» **Listed records**:
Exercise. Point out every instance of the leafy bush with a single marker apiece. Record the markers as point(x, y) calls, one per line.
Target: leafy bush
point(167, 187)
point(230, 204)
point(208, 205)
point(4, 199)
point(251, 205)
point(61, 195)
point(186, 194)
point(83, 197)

» **The problem**:
This calls for repeating all of the records, character for character.

» **Solution**:
Exercise. Point out every instance of the leafy bush with a single marker apiece. Record the markers as point(x, y) calls, one per line.
Target: leafy bush
point(167, 187)
point(230, 204)
point(208, 205)
point(4, 199)
point(251, 205)
point(61, 195)
point(186, 194)
point(83, 197)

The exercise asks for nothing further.